The problem: Write the data out again, word for word.

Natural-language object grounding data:
=-=-=

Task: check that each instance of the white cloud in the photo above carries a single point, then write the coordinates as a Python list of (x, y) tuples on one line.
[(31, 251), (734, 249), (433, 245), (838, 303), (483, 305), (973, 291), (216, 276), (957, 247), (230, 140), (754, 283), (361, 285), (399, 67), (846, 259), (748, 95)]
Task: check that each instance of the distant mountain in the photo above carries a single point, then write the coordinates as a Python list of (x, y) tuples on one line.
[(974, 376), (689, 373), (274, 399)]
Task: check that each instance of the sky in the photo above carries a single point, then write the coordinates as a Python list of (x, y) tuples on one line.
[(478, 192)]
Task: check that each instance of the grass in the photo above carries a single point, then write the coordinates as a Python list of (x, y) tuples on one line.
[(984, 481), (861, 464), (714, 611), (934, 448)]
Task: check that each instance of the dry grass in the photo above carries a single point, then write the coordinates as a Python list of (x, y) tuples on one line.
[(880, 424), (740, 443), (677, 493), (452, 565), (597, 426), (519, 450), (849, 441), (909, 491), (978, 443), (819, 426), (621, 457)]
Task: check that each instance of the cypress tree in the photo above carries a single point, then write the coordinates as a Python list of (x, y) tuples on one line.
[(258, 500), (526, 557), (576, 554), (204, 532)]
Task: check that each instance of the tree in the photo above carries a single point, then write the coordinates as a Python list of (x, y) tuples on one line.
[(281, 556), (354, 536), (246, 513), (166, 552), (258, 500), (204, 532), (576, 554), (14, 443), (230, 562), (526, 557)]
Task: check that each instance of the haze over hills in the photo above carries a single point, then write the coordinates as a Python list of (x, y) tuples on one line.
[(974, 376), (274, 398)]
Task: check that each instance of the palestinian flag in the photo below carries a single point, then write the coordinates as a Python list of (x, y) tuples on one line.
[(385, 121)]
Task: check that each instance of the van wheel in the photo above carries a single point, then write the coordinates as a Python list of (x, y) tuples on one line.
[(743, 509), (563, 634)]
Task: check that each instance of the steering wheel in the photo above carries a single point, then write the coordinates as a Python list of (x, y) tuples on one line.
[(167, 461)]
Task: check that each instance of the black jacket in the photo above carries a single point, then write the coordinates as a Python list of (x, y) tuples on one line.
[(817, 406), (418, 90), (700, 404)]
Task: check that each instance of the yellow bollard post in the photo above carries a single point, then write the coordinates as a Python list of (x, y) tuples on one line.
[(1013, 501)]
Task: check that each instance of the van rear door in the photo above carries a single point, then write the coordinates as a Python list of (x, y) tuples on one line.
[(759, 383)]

=-=-=

Expected output:
Task: check that each instance of the white cloud in the photo above carries a single point, then write the coordinates as a Python list of (x, y) tuples on one line.
[(31, 251), (734, 249), (433, 245), (838, 303), (483, 305), (973, 291), (216, 276), (957, 247), (230, 140), (754, 283), (361, 285), (399, 67), (846, 259), (748, 95)]
Task: check that each instance of the distant mountain in the photo above carries a single point, then write the coordinates as a Python list of (x, y) tuples on one line.
[(974, 376), (689, 373), (274, 399)]
Task: check that each instance of the sky in the photo above carries a single point, then write the coordinates as a Python list of (x, y) tuples on one line.
[(478, 192)]
Task: check that each instance of the grass in the photo above carries a single point, then write the coordinates as a Python list of (x, y) tuples on one line.
[(984, 481), (861, 464), (714, 611), (934, 448)]
Task: check that each instance of the dry grass in the photo above carries a single point, then write the coordinates as a Python list of (x, y) tuples on one line.
[(880, 424), (740, 443), (677, 493), (452, 565), (597, 426), (519, 450), (849, 441), (909, 491), (978, 443), (819, 426), (621, 457)]
Task: check that each instance of the cypress tree in the photo above carries a single point, then write the coordinates as a Python list of (x, y) tuples on one line.
[(258, 500), (526, 557), (576, 554), (204, 532)]
Task: check that each instance of the tree in the photo above carries a single point, then write the coordinates as a Python list of (x, y) tuples on one line.
[(281, 556), (354, 536), (246, 513), (166, 552), (258, 500), (204, 532), (576, 554), (14, 443), (230, 562), (526, 557)]
Task: check that each instance of the haze over hills in the photo above carries a single point, then write the coordinates as a Python list of (x, y) tuples on one line.
[(974, 376), (274, 398)]
Task: check that each instance of the palestinian flag in the photo below carries a single point, then write the coordinates as a Python list of (x, y) tuples on one line.
[(385, 121)]
Task: check that each instance of the van wheel in the photo above carries a single point, then write the coordinates as a Python list of (x, y) tuples on one line.
[(743, 509), (563, 634)]
Task: check that each instance of the steering wheel in the photo above carries a single point, then write the coordinates as a Python list of (x, y) tuples on one line.
[(167, 461)]
Task: check that each instance of the black jacket in the photo above carries a single point, then write the coordinates as a Python list of (x, y) tuples on one line.
[(817, 406), (418, 90), (700, 404)]
Task: check that each instance of the yellow bollard post in the photo above carries a single point, then write the coordinates as a Python list of (x, y) tuples on one line.
[(1013, 501)]
Task: check that each instance of the van rear door in the photo above carries a single point, then write the coordinates as a Python list of (x, y) tuples on one line.
[(759, 383)]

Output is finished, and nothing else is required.